___ Einträge des Datensatzes ___

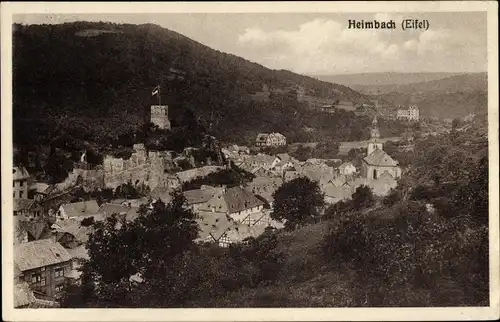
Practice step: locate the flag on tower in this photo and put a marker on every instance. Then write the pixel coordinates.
(156, 90)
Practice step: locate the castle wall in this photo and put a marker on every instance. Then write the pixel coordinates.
(159, 116)
(90, 179)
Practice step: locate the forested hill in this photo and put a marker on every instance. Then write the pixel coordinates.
(104, 73)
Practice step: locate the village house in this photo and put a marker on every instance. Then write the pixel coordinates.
(24, 298)
(21, 182)
(260, 160)
(347, 168)
(272, 139)
(70, 233)
(29, 231)
(43, 264)
(335, 193)
(28, 209)
(283, 166)
(80, 209)
(289, 175)
(238, 203)
(378, 163)
(264, 187)
(197, 198)
(410, 114)
(221, 229)
(262, 172)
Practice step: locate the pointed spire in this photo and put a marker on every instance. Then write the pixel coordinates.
(375, 134)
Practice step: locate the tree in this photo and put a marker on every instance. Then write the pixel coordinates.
(298, 202)
(362, 197)
(152, 245)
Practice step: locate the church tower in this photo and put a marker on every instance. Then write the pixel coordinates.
(159, 116)
(375, 142)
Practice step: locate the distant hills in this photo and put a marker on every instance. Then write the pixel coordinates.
(371, 79)
(381, 83)
(103, 73)
(442, 95)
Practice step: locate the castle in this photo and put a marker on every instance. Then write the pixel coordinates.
(143, 167)
(410, 114)
(159, 116)
(378, 164)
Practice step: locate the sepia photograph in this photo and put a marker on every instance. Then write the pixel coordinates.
(202, 159)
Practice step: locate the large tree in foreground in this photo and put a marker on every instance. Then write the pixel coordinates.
(154, 245)
(297, 202)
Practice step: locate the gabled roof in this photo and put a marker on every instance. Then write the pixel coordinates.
(380, 158)
(386, 175)
(262, 137)
(110, 208)
(262, 158)
(39, 187)
(73, 227)
(83, 208)
(39, 253)
(23, 296)
(23, 204)
(345, 165)
(284, 156)
(213, 224)
(36, 229)
(51, 189)
(79, 252)
(238, 199)
(199, 195)
(20, 173)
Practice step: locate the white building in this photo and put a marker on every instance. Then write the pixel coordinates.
(273, 139)
(410, 114)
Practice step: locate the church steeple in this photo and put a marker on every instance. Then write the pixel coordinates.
(375, 134)
(374, 143)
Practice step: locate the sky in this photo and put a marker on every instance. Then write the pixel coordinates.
(322, 44)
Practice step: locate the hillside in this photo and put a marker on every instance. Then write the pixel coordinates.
(99, 76)
(377, 79)
(451, 97)
(456, 83)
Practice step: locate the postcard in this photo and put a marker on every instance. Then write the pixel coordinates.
(268, 161)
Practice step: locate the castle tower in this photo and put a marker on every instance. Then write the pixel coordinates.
(159, 116)
(375, 142)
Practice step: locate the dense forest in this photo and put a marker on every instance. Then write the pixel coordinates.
(101, 83)
(425, 244)
(88, 86)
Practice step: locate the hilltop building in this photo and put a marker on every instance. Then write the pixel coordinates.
(375, 142)
(273, 139)
(159, 116)
(21, 183)
(410, 114)
(44, 264)
(378, 164)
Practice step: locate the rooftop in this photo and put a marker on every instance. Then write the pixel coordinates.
(239, 199)
(20, 173)
(39, 253)
(82, 208)
(380, 158)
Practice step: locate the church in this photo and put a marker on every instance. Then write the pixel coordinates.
(378, 164)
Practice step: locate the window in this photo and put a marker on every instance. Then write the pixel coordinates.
(36, 278)
(59, 272)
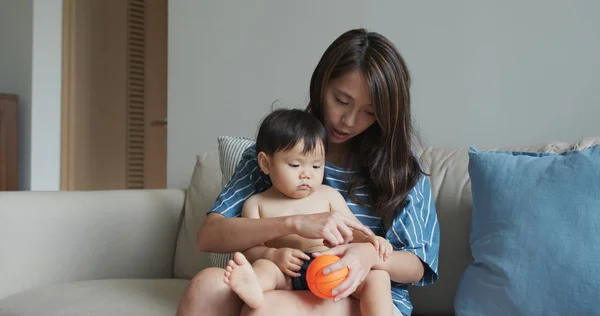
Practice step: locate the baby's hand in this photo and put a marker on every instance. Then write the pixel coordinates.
(382, 245)
(289, 260)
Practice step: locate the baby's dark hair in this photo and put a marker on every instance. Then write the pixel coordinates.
(282, 129)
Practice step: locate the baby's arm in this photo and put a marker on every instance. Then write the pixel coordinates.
(251, 209)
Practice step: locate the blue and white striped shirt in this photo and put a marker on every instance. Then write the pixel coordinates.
(415, 229)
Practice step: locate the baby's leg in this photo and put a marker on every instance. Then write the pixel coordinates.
(250, 281)
(375, 294)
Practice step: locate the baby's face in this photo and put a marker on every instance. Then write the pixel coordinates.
(296, 174)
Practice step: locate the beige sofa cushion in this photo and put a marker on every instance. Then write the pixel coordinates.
(205, 186)
(151, 297)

___

◆ **Zu lösende Aufgabe**
Ändern Sie das gesamte Material oben, indem Sie „Practice step“ überall durch „Training step“ ersetzen und alles Übrige unverändert lassen. Geben Sie es ohne die Bilder wieder.

◆ **Vollständige Lösung**
Training step: locate the flag on tower in this photo and put a marker on every instance. Then write the pixel coordinates.
(156, 90)
Training step: locate the castle wall in this photo and put a marker on every instance. Then write the pixel coordinates.
(159, 116)
(90, 179)
Training step: locate the forested hill in this photo and put a marker on every instance. Then write the pixel coordinates.
(104, 73)
Training step: locate the village house in this photo and put a marker on every instance. Then write the pixel coordinates.
(24, 298)
(21, 182)
(260, 160)
(347, 168)
(272, 139)
(70, 233)
(29, 231)
(43, 264)
(335, 193)
(28, 209)
(283, 166)
(80, 209)
(289, 175)
(238, 203)
(378, 163)
(264, 187)
(197, 198)
(410, 114)
(221, 229)
(262, 172)
Training step: locate the pointed spire in this photo and put a marker on every instance. Then write the pixel coordinates.
(375, 134)
Training step: locate the tree in this photo and put a marker on every instance. Then write the pixel coordinates.
(298, 202)
(362, 197)
(152, 245)
Training step: locate the church tower in this photo and put a marker on every instance. Then write the pixel coordinates.
(159, 116)
(375, 142)
Training step: locate the distant hills in this photo and put a marker on every instance. Then write the pixel coordinates.
(371, 79)
(381, 83)
(103, 73)
(442, 95)
Training step: locate the castle in this photo and put a marker on every instance. Then write the pixel coordinates.
(143, 167)
(410, 114)
(159, 116)
(378, 164)
Training step: locate the sepia photograph in this photo and put a marker on every instance. Then write the pixel coordinates.
(202, 159)
Training step: locate the large tree in foreground in this photo and put a marker on every instance. Then write the pixel coordinates.
(154, 245)
(297, 202)
Training step: locate the gabled roof in this photo and put a marker on every instance. Then write the pixel coordinates.
(380, 158)
(386, 175)
(262, 137)
(110, 208)
(262, 158)
(39, 187)
(73, 227)
(83, 208)
(39, 253)
(23, 296)
(23, 204)
(345, 165)
(284, 156)
(213, 224)
(36, 229)
(51, 189)
(79, 252)
(238, 199)
(199, 195)
(20, 173)
Training step: locate the white building in this photo and put a marker on every instance. Then write the pixel coordinates.
(273, 139)
(410, 114)
Training step: locate the church steeple in this photo and put a marker on every instance. Then write the pixel coordinates.
(375, 134)
(374, 143)
Training step: locate the sky in this photo and put a marker on every instance. Then write the pixel coordinates.
(322, 44)
Training step: locate the hillside in this photo and put a marker on every instance. Then write the pixel coordinates.
(99, 76)
(377, 79)
(451, 97)
(456, 83)
Training step: locate the postcard in this photo and put a marker on every instance. Then write the pixel coordinates.
(268, 161)
Training step: locate the castle tower in this photo and put a marker on every instance. Then write the pixel coordinates.
(159, 116)
(375, 142)
Training step: locate the dense forest in this photo and put a marker on every instance. Then write the pixel coordinates.
(101, 83)
(425, 244)
(88, 86)
Training step: locate the hilltop building in this photo and put a marker on every instance. Then write the pixel coordinates.
(375, 142)
(273, 139)
(159, 116)
(21, 183)
(410, 114)
(44, 264)
(378, 164)
Training step: locate the rooftop in this photo and put a marker on every instance. Then write the pixel coordinates.
(239, 199)
(20, 173)
(39, 253)
(82, 208)
(380, 158)
Training step: locate the church in this photo and put a marker on every instance. Then write the pixel coordinates.
(378, 164)
Training step: locate the window in this photo and put a marker on every instance. Then write the pixel coordinates.
(36, 278)
(59, 272)
Training step: locate the baby's hand in this photo and put a marker on every instance. Then write the pixel coordinates.
(382, 245)
(289, 260)
Training step: locate the baby's dark hair in this photo and put a marker on every instance. Then write the pixel coordinates.
(282, 129)
Training step: locate the baby's arm in this photo and put a marker on every instance. Then write the pixel coordinates.
(251, 209)
Training step: locate the blue and white striped shirt in this photo and put a marker on every instance. Then write the pixel coordinates.
(415, 229)
Training step: locate the baby's leg in this photo and put a marker on every instance. Then write the pixel coordinates.
(250, 281)
(375, 294)
Training step: locate the baby's face in this photo and put a marker on every instance. Then write the pixel coordinates.
(296, 174)
Training step: locate the beige sofa cushion in this photo and put a marker on every instance. Then write the pixel coordinates.
(205, 186)
(151, 297)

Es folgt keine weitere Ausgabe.